=== Source material ===

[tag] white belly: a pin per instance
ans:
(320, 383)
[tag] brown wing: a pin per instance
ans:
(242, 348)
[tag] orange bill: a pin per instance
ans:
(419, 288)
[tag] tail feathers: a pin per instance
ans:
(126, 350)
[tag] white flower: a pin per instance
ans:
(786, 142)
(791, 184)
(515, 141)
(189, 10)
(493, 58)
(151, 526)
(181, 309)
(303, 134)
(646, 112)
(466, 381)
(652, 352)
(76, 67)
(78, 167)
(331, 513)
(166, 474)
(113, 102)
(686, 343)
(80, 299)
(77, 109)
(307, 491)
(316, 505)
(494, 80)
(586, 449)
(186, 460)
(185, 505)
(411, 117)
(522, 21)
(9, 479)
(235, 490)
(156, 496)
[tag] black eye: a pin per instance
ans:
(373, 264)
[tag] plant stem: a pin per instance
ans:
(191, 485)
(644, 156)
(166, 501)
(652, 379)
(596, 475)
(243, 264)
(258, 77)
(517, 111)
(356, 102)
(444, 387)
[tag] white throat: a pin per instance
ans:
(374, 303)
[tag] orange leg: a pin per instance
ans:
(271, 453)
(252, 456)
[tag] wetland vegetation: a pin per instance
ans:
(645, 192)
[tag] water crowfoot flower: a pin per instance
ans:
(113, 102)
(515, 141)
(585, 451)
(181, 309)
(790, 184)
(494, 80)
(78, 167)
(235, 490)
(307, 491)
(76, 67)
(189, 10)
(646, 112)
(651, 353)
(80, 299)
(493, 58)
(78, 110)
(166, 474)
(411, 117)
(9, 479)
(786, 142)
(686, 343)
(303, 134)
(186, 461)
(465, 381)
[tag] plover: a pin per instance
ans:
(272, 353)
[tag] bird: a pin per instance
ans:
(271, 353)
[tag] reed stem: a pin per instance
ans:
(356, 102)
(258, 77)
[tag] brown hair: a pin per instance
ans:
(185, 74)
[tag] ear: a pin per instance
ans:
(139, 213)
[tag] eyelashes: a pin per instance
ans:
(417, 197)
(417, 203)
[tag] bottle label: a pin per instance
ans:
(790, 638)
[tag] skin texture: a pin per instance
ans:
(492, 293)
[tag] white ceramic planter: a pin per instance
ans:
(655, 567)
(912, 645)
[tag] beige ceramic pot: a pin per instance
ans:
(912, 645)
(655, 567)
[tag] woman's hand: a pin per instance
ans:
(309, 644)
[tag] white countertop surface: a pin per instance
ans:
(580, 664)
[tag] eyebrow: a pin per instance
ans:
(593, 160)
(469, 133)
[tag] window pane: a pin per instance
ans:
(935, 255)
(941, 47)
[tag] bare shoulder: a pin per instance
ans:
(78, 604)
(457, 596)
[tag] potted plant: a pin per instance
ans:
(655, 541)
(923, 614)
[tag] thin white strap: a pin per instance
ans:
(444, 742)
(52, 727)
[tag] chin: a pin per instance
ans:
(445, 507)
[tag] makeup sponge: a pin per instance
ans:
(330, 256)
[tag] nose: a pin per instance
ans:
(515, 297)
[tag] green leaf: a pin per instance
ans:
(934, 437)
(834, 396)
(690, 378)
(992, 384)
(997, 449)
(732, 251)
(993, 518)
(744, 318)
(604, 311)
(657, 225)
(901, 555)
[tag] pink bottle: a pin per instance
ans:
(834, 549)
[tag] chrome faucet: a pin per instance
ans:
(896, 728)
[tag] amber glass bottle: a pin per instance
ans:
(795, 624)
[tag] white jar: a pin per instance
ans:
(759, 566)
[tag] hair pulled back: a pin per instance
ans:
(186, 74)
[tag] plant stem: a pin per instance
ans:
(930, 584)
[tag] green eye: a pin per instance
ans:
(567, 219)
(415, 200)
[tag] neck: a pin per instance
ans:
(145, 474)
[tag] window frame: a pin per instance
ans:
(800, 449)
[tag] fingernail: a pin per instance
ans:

===

Exactly as shown, give every record again.

[tag] white belly: a pin per instance
ans:
(320, 383)
[tag] brown wing: a pin per instance
ans:
(242, 348)
[tag] orange bill: a pin per instance
ans:
(419, 288)
[tag] tail feathers: a pin per instance
ans:
(126, 350)
[tag] white flower: a pin per instance
ans:
(786, 142)
(791, 184)
(515, 141)
(189, 10)
(493, 58)
(151, 526)
(181, 309)
(303, 134)
(646, 112)
(466, 381)
(652, 352)
(76, 67)
(78, 167)
(331, 513)
(166, 474)
(113, 102)
(686, 343)
(80, 299)
(77, 109)
(307, 491)
(316, 505)
(494, 80)
(586, 449)
(186, 460)
(185, 505)
(411, 117)
(522, 21)
(9, 479)
(235, 490)
(156, 496)
[tag] black eye: a pin per instance
ans:
(373, 264)
[tag] plant stem: a pin per instance
ans:
(191, 485)
(644, 156)
(166, 501)
(652, 379)
(596, 475)
(243, 264)
(258, 77)
(517, 111)
(356, 102)
(444, 387)
[tag] white throat: a pin per instance
ans:
(374, 303)
[tag] orange leg: a pin per instance
ans:
(271, 453)
(252, 456)
[tag] wetland vegetation: a pin per instance
ans:
(645, 192)
[tag] water crowfoot flower: a pin per instance
ans:
(113, 102)
(515, 141)
(585, 451)
(181, 309)
(790, 184)
(494, 80)
(78, 167)
(235, 490)
(307, 491)
(76, 67)
(189, 10)
(646, 112)
(651, 353)
(80, 299)
(493, 58)
(78, 110)
(166, 474)
(411, 117)
(9, 479)
(786, 142)
(686, 343)
(303, 134)
(186, 461)
(465, 381)
[tag] plover: a pin per instance
ans:
(272, 353)
[tag] bird: a pin per instance
ans:
(271, 353)
[tag] reed stem: a pin per instance
ans:
(356, 102)
(258, 77)
[tag] brown hair: a pin per instance
ans:
(185, 74)
[tag] ear: a pin per instance
ans:
(139, 213)
[tag] eyelashes: a pin per instance
ans:
(417, 197)
(417, 203)
[tag] bottle label: a pin per instance
ans:
(790, 638)
[tag] skin texture: a pin per instance
ans:
(492, 293)
[tag] white ceramic planter: a pin per instance
ans:
(655, 567)
(912, 645)
[tag] beige ceramic pot: a pin per instance
ans:
(912, 645)
(655, 567)
[tag] woman's hand: a pin per instance
ans:
(309, 644)
[tag] white countertop surface: a pin per instance
ans:
(580, 664)
[tag] eyebrow: a pin per instance
ans:
(593, 160)
(469, 133)
[tag] window pane: a pin per instance
ans:
(935, 255)
(941, 47)
[tag] bare shoulder: a pin per instance
ans:
(78, 604)
(457, 596)
[tag] potted plant: a pin per instance
ans:
(655, 541)
(923, 614)
[tag] thin white strap: a pin per instance
ans:
(444, 742)
(52, 727)
[tag] chin: a pin per instance
ans:
(445, 507)
[tag] makeup sponge: a pin per instance
ans:
(330, 256)
[tag] nose: a pin per instance
ans:
(515, 297)
[tag] green leaf: a pin per instance
ans:
(934, 437)
(834, 396)
(690, 378)
(992, 384)
(997, 449)
(732, 251)
(993, 518)
(744, 318)
(604, 311)
(657, 225)
(901, 555)
[tag] pink bottle: a pin per instance
ans:
(834, 549)
[tag] chrome faucet: a pin per instance
ans:
(896, 728)
[tag] amber glass bottle: a pin per instance
ans:
(795, 624)
[tag] white jar: a pin per instance
ans:
(759, 566)
[tag] hair pulled back: a pin per instance
ans:
(186, 74)
[tag] plant stem: a pin per instance
ans:
(930, 584)
[tag] green eye: a pin per instance
ans:
(567, 219)
(415, 200)
[tag] neck: a pin per instance
ans:
(145, 474)
[tag] window frame: a pin per instance
ans:
(800, 449)
[tag] fingernail: a pin per instance
ans:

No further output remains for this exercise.